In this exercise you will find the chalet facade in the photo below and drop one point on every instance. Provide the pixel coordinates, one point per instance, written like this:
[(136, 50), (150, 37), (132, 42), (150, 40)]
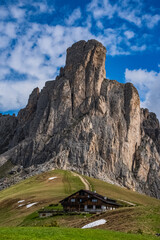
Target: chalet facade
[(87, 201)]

━━━━━━━━━━━━━━━━━━━━━━━━━━━━━━

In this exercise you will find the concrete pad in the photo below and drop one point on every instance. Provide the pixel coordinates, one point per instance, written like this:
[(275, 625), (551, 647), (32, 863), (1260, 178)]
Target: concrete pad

━━━━━━━━━━━━━━━━━━━━━━━━━━━━━━

Task: Given the data above, transcribe exactly the lines from the one containing "In this exercise you will find the concrete" down to the one containing "Target: concrete pad", and no others.

Exercise output:
In this exercise you will find the concrete pad in the photo below and drop one point on every instance. Provide the pixel coordinates, one point per instance, written like this:
[(275, 625), (551, 647), (32, 863), (1260, 178)]
Target: concrete pad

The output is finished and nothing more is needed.